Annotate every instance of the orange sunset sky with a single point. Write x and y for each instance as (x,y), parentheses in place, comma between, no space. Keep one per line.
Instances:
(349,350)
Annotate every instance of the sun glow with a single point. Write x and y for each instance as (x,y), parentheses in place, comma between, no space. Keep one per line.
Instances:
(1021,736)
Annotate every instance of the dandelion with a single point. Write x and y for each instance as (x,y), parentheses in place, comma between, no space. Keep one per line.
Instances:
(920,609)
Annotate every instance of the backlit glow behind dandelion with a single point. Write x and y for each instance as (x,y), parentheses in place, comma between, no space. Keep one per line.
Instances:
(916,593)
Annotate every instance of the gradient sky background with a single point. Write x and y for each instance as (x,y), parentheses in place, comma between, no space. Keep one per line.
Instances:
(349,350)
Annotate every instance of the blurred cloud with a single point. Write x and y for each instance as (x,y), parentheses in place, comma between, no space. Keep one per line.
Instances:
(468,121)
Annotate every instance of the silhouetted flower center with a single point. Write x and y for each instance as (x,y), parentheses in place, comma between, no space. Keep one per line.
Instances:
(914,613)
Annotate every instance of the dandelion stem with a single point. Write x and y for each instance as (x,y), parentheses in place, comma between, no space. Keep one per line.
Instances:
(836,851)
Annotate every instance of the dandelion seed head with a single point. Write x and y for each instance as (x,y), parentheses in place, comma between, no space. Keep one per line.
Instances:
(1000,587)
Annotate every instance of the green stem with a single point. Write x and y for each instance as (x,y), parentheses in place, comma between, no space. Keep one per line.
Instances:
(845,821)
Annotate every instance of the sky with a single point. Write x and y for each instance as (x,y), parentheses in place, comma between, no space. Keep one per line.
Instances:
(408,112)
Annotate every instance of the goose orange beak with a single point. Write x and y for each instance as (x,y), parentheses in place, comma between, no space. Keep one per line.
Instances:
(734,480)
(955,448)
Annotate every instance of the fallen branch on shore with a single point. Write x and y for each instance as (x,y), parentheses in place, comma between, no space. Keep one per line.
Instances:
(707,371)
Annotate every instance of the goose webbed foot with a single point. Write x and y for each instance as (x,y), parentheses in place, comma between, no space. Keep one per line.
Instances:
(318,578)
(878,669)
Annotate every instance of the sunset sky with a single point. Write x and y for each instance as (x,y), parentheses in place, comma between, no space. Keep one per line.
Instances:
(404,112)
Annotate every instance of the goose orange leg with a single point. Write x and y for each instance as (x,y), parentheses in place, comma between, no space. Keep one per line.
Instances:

----

--- AIM OF THE TASK ---
Write out the material exactly as given.

--- ANSWER TO THE PROBLEM ---
Annotate every instance of the orange sunset sky with a single point. Write x and y for each instance as (x,y), parentheses in place, comma between, no space. Keep one per line.
Instances:
(349,350)
Annotate every instance of the sun glow with a single point. Write x and y for each instance as (x,y), parentheses in place, comma between, no space. Keep one per line.
Instances:
(1021,736)
Annotate every instance of the dandelion with a single point. Write x and y for each instance as (x,y), parentheses in place, comma between, no space. Keep one per line.
Instances:
(920,609)
Annotate every instance of the backlit glow behind dandelion with a single point. Write x and y for each instance as (x,y), parentheses in place, comma between, no space. Keep one per line.
Instances:
(916,593)
Annotate every instance of the gradient sky background with a single point. Write x and y for each instance as (x,y), parentheses in place, comma between, no space. Keep one per line.
Instances:
(349,350)
Annotate every instance of the blurred cloud with a single point. Write x and y for each instance as (x,y), parentheses in place, comma between, no space. Keep one per line.
Instances:
(468,121)
Annotate every instance of the silhouetted flower center with a single point. Write x and y for each instance as (x,y), parentheses in place, comma between, no space. Keep one per line.
Instances:
(914,613)
Annotate every instance of the dandelion stem with a single point. Write x and y for each instance as (x,y), parentheses in place, comma between, no space. Keep one per line.
Instances:
(836,851)
Annotate every instance of the dandelion seed head with a single point. Write x and y for each instance as (x,y), parentheses in place, comma between, no space. Keep one per line.
Instances:
(1000,587)
Annotate every instance of the green stem with a single point. Write x and y for each instance as (x,y), parentheses in place, comma between, no space. Keep one per line.
Instances:
(845,821)
Annotate every instance of the sky with a single point. Write x and y for each instance as (x,y), parentheses in place, comma between, no space. Keep one per line.
Instances:
(408,112)
Annotate every instance of the goose orange beak with a single point. Write x and y for each instance as (x,y), parentheses in place, comma between, no space. Keep one per line.
Instances:
(734,480)
(955,448)
Annotate every instance of the fallen branch on shore with a single point. Write x and y for each instance as (x,y), parentheses in place, comma between, no space. Keep one per line.
Instances:
(707,371)
Annotate every instance of the goose webbed foot with a single point. Write x and y for each instance as (x,y), parentheses in place, comma between, no space. Keep one per line.
Instances:
(318,578)
(878,669)
Annotate every instance of the sunset sky with a single point. Write x and y for each instance as (x,y), parentheses in place, comma between, no space. Keep one per line.
Instances:
(404,112)
Annotate every instance of the goose orange leg with a single point. Write x and y for each instance as (x,y), parentheses in place, comma between, no space. Keep one per line.
Instances:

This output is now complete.